REQUIRED TASKS -
A. In the IFTTT variables post, for how long must the "washer_stopped" variable stay true and untouched to meet the condition?
B. Pick up the post about the washing machine alert and IFTTT variables right after its last sentence and write the next part.

DOCUMENT PASSAGE -
--

More efficient way to use IFTTT variables to update other variables?

I have a Wemo Insight switch that I’m using to detect when my washing machine is finished, and then activate a Lifx scene elsewhere in my home. The insight switch should detect when the washer starts and stops drawing power, which triggers IFTTT, runs logic through Apilio, and activates a scene via IFTTT.

This sounds simple, but as far as I can tell, the implementation requires over a dozen apilio components. Am I doing this wrong?

There are 2 main issues I’m trying to work around:

  1. My washing machine cycle pauses in a normal cycle and may momentarily draw very little power, creating a false positive “finished” action. So I think I need timing conditions.
  2. Wemo is slow (and inconsistently slow) to update IFTTT. So I’m trying to minimize reliance on that channel.

For #1, I have a condition that requires the “washer_stopped” variable be true and untouched for >180 seconds. This means that I have to trigger a logicblock to evaluate the condition without updating the variable used in it. My solution is chain through IFTTT, and I understand that this is the best we have pending some way to trigger logicblocks directly from other logicblocks.

--

ITEMS -
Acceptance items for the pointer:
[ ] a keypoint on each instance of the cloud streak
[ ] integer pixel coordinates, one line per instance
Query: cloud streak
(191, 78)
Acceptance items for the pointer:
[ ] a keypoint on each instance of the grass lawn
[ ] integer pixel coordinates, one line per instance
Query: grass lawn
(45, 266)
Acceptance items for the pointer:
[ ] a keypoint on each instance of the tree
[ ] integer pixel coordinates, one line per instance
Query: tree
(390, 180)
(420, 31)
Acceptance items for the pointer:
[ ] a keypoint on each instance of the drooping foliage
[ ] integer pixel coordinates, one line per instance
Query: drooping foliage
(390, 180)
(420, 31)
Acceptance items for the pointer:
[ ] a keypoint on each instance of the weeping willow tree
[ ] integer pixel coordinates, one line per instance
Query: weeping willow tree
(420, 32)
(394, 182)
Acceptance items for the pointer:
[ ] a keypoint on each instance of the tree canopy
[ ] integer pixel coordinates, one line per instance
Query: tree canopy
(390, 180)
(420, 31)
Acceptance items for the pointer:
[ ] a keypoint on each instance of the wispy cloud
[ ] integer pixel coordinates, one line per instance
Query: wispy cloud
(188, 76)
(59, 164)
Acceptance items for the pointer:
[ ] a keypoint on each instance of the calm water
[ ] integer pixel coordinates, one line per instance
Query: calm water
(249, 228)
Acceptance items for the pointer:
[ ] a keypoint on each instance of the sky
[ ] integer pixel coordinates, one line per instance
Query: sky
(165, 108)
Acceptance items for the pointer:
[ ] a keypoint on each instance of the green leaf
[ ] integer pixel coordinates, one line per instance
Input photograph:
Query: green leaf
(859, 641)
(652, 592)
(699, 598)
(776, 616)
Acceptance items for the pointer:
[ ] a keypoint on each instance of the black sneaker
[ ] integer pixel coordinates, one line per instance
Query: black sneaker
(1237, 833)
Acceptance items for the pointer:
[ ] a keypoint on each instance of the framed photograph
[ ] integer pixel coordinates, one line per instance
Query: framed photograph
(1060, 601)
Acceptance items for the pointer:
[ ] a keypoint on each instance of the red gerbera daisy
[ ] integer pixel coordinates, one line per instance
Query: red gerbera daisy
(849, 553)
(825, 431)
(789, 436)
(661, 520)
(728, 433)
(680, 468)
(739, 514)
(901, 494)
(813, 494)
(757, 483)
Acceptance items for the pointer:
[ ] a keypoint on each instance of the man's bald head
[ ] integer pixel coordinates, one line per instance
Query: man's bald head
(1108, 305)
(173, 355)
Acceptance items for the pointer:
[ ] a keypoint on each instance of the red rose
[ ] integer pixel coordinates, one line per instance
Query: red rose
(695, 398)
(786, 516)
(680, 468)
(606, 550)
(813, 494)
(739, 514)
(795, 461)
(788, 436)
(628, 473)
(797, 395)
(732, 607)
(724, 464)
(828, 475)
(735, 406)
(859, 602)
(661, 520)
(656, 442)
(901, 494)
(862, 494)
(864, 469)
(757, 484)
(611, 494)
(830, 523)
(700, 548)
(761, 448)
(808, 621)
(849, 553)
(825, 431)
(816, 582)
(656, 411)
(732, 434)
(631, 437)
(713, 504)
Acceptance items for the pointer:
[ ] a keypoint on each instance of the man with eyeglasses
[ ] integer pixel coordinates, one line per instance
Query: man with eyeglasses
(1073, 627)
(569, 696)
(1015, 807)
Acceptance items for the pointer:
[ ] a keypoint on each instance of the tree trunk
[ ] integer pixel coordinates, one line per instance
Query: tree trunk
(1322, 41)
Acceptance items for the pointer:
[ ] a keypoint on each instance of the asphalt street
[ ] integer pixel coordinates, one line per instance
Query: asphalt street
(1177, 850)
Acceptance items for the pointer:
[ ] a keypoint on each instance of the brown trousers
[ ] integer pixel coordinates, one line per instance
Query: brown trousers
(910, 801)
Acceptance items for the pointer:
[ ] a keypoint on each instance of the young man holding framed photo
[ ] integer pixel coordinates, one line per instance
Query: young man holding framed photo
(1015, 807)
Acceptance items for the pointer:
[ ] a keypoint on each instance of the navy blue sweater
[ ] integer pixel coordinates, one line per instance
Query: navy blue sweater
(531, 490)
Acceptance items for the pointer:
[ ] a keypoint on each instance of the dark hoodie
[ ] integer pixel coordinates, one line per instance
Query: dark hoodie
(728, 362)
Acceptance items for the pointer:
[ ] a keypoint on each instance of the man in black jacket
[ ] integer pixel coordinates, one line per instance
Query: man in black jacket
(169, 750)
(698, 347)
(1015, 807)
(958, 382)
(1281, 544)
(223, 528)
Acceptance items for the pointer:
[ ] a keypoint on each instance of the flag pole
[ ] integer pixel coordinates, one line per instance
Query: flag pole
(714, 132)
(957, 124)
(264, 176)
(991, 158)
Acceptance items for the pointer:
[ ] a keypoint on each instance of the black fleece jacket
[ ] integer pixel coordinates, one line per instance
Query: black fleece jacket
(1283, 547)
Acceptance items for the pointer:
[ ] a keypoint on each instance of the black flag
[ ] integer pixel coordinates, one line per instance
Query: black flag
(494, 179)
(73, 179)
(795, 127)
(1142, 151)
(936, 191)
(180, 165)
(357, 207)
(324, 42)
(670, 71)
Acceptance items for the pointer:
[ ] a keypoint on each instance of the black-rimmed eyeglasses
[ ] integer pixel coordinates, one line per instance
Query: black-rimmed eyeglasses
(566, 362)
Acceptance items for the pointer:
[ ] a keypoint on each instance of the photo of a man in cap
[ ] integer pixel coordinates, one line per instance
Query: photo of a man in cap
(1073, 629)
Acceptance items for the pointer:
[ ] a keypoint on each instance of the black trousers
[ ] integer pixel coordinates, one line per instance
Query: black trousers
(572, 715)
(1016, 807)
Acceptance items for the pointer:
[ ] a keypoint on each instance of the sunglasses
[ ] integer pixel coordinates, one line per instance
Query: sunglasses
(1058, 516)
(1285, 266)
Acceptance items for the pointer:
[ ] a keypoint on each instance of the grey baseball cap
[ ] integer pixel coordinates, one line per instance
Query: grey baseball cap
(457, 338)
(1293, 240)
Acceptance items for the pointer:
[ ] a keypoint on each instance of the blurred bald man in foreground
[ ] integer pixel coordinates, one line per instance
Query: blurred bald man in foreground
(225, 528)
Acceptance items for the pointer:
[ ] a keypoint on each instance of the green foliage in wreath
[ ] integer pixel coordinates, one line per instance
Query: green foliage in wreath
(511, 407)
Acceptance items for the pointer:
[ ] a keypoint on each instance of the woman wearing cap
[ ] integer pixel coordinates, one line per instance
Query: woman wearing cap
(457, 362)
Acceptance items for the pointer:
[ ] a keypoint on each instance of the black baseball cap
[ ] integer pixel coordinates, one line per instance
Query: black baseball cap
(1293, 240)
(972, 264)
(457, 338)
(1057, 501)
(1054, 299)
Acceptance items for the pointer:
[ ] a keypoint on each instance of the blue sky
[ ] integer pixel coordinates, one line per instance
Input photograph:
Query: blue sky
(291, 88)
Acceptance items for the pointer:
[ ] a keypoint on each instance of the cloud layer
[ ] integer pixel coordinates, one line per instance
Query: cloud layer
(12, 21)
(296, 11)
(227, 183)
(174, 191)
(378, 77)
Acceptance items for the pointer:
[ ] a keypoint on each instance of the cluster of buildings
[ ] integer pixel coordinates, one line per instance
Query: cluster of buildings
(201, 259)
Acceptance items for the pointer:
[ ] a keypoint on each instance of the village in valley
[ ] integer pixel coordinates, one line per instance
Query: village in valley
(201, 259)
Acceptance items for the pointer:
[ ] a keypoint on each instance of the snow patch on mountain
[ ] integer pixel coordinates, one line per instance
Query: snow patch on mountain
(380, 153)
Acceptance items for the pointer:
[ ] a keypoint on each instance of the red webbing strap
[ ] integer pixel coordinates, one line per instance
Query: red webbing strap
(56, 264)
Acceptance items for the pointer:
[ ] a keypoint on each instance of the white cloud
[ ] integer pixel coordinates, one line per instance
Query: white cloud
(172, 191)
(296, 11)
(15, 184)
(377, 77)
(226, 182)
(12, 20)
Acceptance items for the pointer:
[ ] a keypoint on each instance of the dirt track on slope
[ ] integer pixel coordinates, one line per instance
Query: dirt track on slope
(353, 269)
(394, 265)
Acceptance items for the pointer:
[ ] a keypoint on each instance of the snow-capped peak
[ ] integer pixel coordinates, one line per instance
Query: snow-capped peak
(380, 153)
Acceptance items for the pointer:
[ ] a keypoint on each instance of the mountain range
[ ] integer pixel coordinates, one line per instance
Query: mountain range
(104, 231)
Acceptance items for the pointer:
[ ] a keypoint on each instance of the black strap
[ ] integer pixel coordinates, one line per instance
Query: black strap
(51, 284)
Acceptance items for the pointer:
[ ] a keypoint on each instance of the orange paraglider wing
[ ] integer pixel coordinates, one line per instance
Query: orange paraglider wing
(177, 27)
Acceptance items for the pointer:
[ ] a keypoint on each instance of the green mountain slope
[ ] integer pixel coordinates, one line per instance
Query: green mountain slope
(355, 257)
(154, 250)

--

RESULTS BY TASK -
A. More than 180 seconds.

B.
#2, inconsistently slow updates to IFTTT, is driving me crazy. For instance, I have 2 IFTTT applets for two apilio updates that should happen simultaneously: When power draw is detected, set “washer_stopped” to false and “washer_started” to true. However, these can trigger 30 minutes or more apart, in either order, even though they be simultaneous. To circumvent this, I can imagine two options:
A. Use another logicblock to have IFTTT keep “washer_started” and “washer_stopped” in sync with each other
B. Circumvent the entire Wemo/IFTTT integration and utilize some other home automation platform with webhooks.

I want to have a “washer_started” variable so that I only detect the washer finishing if it has been started recently, but it seems like each additional variable is a failure point given Wemo/IFTTT’s poor quality integration. Has anyone else had to work around these issues and been able to do so with fewer logicblocks?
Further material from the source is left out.